Texte fourni:
╭──
Curieux point commun avec Le Client d’Asghar Farhadi qui sort en France cette même semaine : L’Histoire de l’amour de Radu Mihaileanu, lui aussi, s’annonce tout entier dans un plan-séquence inaugural. Mais la divergence entre les augures est criante, à commencer par le fait que le plan-séquence de Mihaileanu est un faux, une prouesse numérique. Passant du gros plan à la vue aérienne pour revenir à terre sur une icône de cliché, du territoire de désolation au tableau radieux, du noir et blanc monotone à la couleur rutilante, le tout nappé d’une musique sirupeuse et d’un commentaire off prenant le ton du conte édifiant sur l’extermination, ce mouvement circulaire virtuel ambitionne de tout embrasser, les espaces, les époques et les sentiments. À la fin de son tour (l’apparition du titre du film), il n’a fait que brasser le tout en faisant fi de tout ce qui pouvait se jouer entre ces éléments, en les forçant à s’aligner sur lui comme des pièces dociles d’un manège visuel, dans le seul souci de sa propre virtuosité. Tout ce qui suit dans le film de Mihaileanu relève du même esprit pachydermique et sans conscience : sous le prétexte d’employer les grands moyens pour conter les petites âmes et les grands sentiments, la petite histoire et la grande, le professionnalisme grandiloquent du réalisateur de Train de vie n’aboutit qu’à une tambouille sans goût où se noie toute trace de sincérité des sentiments et du rapport au temps.
╰──
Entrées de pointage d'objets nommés
╭──
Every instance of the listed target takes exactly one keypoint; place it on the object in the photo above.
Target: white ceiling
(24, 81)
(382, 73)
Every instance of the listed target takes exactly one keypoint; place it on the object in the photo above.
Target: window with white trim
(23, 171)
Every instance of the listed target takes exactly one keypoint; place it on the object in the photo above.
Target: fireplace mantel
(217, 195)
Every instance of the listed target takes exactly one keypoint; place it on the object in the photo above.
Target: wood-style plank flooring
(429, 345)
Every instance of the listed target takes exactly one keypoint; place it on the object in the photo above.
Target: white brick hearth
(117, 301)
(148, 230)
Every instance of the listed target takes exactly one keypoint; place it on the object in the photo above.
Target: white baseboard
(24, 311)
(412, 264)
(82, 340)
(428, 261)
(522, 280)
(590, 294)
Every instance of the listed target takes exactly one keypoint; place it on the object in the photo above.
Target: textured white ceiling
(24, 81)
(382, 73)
╰──
Tâche donnée 1:
D'après la critique de L'Histoire de l'amour, répondez brièvement :
(a) Avec quel film, sorti en France la même semaine, le texte relève-t-il un point commun ?
(b) Qu'est-ce qui distingue le plan-séquence de Mihaileanu, selon le texte ?
(c) Quel autre film du réalisateur est mentionné ?
Tâche donnée 2:
Prolongez la critique de L'Histoire de l'amour en reprenant après sa dernière phrase.

Réponse finale 1:
(a) Le Client d'Asghar Farhadi.
(b) C'est un faux, une prouesse numérique.
(c) Train de vie.

Réponse finale 2:
Âmes perdues
Réunir les époques, les générations, les destins, c’était pourtant bien la grande ambition du film. Soit deux âmes perdues dans le New York d’aujourd’hui : Leo, vieux grincheux, survivant d’un shtetl polonais rasé par les nazis, ruminant l’amour d’une femme que la rivalité avec deux amis, puis la guerre ont contrarié ; et Alma, adolescente trop sérieuse, si déçue par l’amour qu’elle a décidé de s’en passer. Ce qui rapproche ces deux êtres ignorant tout l’un de l’autre : outre qu’ils sont tous deux juifs, une série de lettres écrites jadis par Leo à la femme qu’il aimait, puis au fils qu’il n’a jamais pu élever, lettres qui sont devenues des livres. Premier écueil à la réception de ce mélodrame : les personnages qui, quand ils ne s’échinent pas en quête d’une originalité en toc (comme l’insupportable petit frère d’Alma, ultra-orthodoxe précoce qui se prend pour le prochain Messie), se voient réduits à de grossières caricatures attachées à leurs archétypes ou (plus embarrassant) à leurs appartenances sociales et ethniques, selon la bonne vieille recette rance déjà éprouvée par Mihaileanu pour susciter rires narquois et larmes de crocodile (se souvenir du Concert). La figure du vieux misanthrope prenant plaisir à enquiquiner le monde (ici avec l’exotisme de la judéité en sus) décroche la timbale haut la main : livrée à un comédien en roue libre (Derek Jacobi), elle entraîne le film par le fond à chacune de ses gesticulations. On sent l’impuissance du cinéaste et de l’acteur quand, même dans des tentatives de gestuelle burlesque lorgnant vers l’énergie de Chaplin, une réplique de trop suffit à Jacobi pour anéantir l’effet recherché et condamner la scène. Mais ce qui est également palpable, et plus antipathique, c’est que Mihaileanu, derrière ses sourires de conteur-amuseur-dramaturge, n’aime pas vraiment ses personnages, ne s’intéresse à eux que comme des figures plus ou moins démonstratives illustrant son lourd récit.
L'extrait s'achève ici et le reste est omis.